## TASK DESCRIPTION
Transcribe the lines of the records starting with the one that has "Find the framed photograph" in it and ending with the last, and transcribe nothing else.
[START DATASET EXCERPTS]
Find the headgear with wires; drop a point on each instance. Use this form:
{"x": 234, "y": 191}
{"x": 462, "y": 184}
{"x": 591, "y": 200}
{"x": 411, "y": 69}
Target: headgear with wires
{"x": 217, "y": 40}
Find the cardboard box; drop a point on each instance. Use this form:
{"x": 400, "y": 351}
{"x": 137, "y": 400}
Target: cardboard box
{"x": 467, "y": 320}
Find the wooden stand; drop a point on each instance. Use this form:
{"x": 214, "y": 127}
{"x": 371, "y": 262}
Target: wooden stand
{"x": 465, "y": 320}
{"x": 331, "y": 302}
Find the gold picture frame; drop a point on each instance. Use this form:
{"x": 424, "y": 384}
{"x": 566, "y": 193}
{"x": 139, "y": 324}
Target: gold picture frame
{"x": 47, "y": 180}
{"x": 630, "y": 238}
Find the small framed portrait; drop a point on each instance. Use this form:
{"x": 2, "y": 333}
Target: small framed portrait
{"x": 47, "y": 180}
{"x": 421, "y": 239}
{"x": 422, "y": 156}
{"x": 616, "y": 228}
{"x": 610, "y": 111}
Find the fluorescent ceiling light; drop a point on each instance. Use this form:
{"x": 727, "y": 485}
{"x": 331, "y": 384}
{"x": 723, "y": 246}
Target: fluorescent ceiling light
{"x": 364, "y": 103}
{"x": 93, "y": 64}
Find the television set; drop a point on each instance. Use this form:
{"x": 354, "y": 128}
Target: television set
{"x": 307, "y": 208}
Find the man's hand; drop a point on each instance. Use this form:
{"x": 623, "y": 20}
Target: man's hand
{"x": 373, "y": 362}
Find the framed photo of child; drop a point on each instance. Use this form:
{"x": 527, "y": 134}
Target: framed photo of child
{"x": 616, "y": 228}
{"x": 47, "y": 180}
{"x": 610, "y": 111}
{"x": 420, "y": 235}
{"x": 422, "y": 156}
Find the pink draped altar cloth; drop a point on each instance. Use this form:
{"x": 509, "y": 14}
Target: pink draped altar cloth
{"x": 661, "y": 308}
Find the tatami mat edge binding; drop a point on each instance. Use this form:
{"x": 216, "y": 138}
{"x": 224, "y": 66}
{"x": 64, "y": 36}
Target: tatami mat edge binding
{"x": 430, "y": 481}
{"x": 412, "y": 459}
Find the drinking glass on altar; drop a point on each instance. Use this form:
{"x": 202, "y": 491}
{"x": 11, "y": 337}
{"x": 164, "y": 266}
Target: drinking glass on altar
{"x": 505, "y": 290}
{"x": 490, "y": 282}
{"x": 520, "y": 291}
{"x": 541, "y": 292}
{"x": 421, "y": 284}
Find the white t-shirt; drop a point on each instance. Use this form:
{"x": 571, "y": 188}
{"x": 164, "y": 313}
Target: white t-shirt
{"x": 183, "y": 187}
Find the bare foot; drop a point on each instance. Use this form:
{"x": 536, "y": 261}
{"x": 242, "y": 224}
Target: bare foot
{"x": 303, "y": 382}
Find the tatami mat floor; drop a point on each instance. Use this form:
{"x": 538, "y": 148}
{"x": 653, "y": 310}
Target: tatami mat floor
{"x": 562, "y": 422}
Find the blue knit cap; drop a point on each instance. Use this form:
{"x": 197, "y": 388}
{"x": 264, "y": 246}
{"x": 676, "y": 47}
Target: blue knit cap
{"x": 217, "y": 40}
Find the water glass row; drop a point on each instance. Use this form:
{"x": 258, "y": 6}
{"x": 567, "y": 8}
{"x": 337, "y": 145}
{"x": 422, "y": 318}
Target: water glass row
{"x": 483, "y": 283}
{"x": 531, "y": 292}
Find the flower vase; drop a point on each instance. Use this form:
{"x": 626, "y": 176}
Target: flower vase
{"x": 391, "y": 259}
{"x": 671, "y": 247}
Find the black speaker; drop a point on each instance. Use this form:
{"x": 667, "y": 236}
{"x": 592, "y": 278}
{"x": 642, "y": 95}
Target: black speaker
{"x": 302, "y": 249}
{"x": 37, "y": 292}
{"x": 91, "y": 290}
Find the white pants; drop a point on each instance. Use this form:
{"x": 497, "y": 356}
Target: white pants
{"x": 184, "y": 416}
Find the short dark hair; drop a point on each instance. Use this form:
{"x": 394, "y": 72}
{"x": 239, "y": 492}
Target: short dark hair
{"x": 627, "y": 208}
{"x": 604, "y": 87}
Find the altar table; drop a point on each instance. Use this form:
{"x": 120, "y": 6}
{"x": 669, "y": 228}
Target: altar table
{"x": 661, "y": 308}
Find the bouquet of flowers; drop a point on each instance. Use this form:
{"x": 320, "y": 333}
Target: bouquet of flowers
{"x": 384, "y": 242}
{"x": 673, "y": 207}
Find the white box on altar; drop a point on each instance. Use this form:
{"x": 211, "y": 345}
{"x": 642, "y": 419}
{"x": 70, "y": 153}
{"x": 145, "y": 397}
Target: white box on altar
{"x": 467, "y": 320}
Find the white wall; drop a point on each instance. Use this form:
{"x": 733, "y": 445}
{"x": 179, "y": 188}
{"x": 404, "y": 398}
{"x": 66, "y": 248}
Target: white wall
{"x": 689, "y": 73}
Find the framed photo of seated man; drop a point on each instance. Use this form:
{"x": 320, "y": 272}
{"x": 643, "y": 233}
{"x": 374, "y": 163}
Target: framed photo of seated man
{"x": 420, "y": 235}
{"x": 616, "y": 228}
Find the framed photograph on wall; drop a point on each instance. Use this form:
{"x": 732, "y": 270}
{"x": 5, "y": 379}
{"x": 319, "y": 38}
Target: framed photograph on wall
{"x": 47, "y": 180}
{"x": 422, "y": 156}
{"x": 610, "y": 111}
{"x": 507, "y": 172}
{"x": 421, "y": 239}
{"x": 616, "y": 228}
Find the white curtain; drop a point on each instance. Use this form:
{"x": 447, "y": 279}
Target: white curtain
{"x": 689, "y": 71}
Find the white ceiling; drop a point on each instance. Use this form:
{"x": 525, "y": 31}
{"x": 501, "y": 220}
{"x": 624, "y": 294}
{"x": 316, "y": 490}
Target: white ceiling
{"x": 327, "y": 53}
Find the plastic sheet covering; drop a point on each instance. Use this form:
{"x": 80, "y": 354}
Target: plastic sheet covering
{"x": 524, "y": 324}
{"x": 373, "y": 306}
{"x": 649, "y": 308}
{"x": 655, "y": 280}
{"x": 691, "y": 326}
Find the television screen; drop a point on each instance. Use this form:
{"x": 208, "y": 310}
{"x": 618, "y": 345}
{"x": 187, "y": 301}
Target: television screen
[END DATASET EXCERPTS]
## RESPONSE BELOW
Find the framed photograph on wall; drop a point on each instance. Use this form:
{"x": 732, "y": 270}
{"x": 5, "y": 379}
{"x": 319, "y": 38}
Target: framed photograph on wall
{"x": 47, "y": 180}
{"x": 422, "y": 156}
{"x": 610, "y": 111}
{"x": 507, "y": 172}
{"x": 421, "y": 239}
{"x": 616, "y": 228}
Find the white curtain; drop a point on each instance. Use this form:
{"x": 447, "y": 279}
Target: white curtain
{"x": 689, "y": 71}
Find the white ceiling; drop a point on each instance. Use this form:
{"x": 525, "y": 31}
{"x": 501, "y": 220}
{"x": 624, "y": 294}
{"x": 316, "y": 490}
Target: white ceiling
{"x": 327, "y": 53}
Find the plastic sheet covering; drop a point on each instance. Use this form:
{"x": 80, "y": 354}
Target: plastic sheet covering
{"x": 524, "y": 324}
{"x": 373, "y": 306}
{"x": 649, "y": 308}
{"x": 655, "y": 280}
{"x": 691, "y": 326}
Find the television screen; drop a point on each instance. Use this form:
{"x": 208, "y": 310}
{"x": 618, "y": 345}
{"x": 187, "y": 301}
Target: television screen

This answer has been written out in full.